[Records drawn from a dataset]
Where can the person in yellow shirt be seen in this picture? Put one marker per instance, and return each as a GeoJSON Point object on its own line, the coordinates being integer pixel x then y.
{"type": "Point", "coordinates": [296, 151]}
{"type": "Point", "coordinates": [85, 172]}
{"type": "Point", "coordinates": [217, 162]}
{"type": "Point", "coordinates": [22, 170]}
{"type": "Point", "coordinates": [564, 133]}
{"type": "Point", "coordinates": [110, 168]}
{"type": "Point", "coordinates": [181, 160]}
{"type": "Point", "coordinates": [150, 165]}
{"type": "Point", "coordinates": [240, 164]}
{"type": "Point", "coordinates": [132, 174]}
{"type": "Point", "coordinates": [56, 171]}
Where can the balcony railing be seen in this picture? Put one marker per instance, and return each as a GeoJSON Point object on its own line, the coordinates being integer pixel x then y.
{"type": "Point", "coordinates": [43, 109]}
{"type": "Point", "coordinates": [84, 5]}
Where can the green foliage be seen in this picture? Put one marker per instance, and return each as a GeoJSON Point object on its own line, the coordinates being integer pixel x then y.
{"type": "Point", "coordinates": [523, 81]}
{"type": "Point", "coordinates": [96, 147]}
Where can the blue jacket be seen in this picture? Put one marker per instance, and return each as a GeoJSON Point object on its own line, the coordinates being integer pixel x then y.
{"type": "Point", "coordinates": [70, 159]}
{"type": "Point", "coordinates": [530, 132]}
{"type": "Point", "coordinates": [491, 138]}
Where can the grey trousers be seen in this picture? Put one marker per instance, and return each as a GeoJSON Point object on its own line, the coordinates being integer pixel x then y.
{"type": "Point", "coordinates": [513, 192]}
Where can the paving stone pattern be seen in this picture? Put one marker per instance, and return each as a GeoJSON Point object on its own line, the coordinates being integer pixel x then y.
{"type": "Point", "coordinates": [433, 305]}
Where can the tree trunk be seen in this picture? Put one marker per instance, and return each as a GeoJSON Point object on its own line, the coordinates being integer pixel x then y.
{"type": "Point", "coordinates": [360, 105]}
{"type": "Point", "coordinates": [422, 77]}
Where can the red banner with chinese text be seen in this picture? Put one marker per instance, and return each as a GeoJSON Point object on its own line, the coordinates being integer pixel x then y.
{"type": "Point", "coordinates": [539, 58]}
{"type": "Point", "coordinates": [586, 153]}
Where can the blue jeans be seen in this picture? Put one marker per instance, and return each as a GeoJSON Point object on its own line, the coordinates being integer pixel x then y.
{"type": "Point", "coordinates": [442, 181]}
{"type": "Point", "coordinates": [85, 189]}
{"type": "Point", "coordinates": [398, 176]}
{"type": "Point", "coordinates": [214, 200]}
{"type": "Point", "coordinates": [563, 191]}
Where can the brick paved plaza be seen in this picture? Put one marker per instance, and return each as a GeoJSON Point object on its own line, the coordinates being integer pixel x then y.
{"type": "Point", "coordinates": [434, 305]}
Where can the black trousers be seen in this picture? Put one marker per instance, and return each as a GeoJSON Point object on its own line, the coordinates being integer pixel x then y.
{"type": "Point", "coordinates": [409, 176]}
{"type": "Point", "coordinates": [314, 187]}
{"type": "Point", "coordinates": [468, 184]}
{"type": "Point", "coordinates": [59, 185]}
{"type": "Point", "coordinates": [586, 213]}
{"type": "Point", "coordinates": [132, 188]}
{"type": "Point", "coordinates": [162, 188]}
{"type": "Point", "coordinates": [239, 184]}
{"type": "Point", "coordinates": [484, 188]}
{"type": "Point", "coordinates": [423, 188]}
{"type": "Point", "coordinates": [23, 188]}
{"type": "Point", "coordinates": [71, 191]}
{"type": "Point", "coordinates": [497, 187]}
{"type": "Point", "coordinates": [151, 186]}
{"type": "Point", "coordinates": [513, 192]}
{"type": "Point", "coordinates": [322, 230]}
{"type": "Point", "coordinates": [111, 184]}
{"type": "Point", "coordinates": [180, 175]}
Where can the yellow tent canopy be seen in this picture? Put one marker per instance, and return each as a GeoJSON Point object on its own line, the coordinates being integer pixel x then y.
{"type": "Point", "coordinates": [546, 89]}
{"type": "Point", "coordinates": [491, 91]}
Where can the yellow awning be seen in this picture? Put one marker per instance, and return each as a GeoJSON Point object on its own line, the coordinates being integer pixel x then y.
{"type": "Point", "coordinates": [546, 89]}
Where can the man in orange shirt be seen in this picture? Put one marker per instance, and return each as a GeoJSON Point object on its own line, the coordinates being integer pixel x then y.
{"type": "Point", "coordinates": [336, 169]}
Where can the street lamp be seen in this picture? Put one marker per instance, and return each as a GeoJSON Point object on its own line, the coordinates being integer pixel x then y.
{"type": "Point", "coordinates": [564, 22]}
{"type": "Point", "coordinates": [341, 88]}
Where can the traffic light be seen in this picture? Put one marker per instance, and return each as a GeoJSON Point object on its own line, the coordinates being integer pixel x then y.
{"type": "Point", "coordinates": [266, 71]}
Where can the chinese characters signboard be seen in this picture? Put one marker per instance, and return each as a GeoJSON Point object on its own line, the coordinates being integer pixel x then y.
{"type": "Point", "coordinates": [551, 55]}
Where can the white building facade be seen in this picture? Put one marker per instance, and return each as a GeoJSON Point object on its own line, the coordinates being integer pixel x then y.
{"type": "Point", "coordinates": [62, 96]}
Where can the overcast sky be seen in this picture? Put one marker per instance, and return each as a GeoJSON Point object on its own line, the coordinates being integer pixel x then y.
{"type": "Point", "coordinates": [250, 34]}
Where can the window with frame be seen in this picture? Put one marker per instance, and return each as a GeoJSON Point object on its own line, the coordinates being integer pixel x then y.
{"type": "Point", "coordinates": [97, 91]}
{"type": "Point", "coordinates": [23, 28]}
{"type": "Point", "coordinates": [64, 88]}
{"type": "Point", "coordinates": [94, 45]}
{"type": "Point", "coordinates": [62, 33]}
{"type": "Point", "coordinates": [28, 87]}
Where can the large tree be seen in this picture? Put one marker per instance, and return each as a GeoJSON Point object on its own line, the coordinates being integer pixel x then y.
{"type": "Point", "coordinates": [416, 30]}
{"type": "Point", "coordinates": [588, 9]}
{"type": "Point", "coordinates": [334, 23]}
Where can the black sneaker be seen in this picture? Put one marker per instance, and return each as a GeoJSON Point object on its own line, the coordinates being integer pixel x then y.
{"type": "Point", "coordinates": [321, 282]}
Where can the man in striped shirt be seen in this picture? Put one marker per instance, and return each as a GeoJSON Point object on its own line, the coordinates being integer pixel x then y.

- _TASK TO CARRY OUT_: Please provide an exact transcription of each line from the one holding "Where can the large" through the final line of the data above.

- _WRITTEN ANSWER_:
Where can the large tree be seen in this picture? Put one marker per instance, and return each as a GeoJSON Point object on its own line, the coordinates being integer pixel x then y.
{"type": "Point", "coordinates": [416, 30]}
{"type": "Point", "coordinates": [588, 9]}
{"type": "Point", "coordinates": [334, 23]}
Where can the black sneaker be seen in this picture? Put one marker per instance, and return each as a GeoJSON Point object on its own line, the coordinates being integer pixel x then y.
{"type": "Point", "coordinates": [321, 282]}
Where can the man in striped shirt be seen in this picture? Put one marker per instance, and return each as a GeoJSON Point object on its own line, the coordinates being integer pixel x then y.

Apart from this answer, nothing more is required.